▶ **Collection entries**:
╔══

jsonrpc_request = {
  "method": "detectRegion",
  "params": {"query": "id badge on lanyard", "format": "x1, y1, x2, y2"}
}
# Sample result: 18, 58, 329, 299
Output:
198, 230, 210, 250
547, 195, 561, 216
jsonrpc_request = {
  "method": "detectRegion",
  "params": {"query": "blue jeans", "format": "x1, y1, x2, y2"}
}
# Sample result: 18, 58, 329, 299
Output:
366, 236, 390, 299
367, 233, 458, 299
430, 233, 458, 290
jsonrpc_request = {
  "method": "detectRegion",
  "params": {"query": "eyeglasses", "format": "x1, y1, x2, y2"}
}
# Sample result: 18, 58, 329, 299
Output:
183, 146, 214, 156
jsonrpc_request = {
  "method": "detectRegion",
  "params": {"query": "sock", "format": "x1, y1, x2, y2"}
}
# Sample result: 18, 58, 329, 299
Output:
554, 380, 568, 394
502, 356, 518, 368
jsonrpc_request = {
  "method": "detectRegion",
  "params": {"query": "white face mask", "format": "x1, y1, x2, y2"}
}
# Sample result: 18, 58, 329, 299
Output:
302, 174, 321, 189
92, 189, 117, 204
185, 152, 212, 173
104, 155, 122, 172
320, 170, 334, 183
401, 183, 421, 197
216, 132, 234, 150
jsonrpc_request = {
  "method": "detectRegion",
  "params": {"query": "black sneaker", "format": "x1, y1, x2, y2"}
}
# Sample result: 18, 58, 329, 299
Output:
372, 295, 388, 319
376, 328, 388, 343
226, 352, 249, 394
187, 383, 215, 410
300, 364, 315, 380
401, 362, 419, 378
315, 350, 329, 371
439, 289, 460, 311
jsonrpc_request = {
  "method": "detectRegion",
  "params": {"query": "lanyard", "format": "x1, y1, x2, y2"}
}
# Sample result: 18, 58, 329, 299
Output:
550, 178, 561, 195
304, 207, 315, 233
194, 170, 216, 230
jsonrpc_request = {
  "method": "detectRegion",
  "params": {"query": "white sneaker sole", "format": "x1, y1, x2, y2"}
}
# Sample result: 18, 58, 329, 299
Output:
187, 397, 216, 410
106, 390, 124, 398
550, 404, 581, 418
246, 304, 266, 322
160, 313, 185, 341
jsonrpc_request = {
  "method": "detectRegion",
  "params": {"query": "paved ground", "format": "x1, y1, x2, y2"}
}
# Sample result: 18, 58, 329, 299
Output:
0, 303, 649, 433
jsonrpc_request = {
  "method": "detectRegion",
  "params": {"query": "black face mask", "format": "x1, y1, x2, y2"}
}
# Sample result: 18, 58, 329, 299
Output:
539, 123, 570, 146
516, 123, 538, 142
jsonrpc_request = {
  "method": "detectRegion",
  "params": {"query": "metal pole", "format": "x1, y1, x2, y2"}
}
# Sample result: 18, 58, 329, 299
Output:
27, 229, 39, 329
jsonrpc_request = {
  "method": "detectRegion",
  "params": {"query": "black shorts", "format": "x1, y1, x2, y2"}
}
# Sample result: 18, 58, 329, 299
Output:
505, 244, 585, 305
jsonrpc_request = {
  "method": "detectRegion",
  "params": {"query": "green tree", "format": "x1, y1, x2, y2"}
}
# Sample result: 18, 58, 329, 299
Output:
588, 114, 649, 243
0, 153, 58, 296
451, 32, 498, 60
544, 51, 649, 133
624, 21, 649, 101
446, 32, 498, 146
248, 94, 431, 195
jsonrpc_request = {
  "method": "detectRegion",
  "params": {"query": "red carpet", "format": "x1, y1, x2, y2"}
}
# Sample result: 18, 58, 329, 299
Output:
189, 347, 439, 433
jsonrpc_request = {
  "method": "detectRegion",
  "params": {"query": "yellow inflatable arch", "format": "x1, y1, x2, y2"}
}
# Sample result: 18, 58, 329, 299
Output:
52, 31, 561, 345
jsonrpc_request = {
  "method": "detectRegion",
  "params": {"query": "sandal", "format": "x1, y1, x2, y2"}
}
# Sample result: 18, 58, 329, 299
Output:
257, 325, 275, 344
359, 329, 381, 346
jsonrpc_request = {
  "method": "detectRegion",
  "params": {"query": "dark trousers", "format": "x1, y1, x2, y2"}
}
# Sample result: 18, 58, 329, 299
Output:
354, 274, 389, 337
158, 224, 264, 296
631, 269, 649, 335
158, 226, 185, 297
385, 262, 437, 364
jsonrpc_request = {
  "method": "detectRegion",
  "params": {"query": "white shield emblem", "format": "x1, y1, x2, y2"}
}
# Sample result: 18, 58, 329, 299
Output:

╚══

Please return each line of the rows above that contains the string "lanyard", copied unchanged. Case counts when matching.

▶ **TASK RESPONSE**:
  "params": {"query": "id badge on lanyard", "format": "x1, y1, x2, y2"}
  "params": {"query": "lanyard", "format": "x1, y1, x2, y2"}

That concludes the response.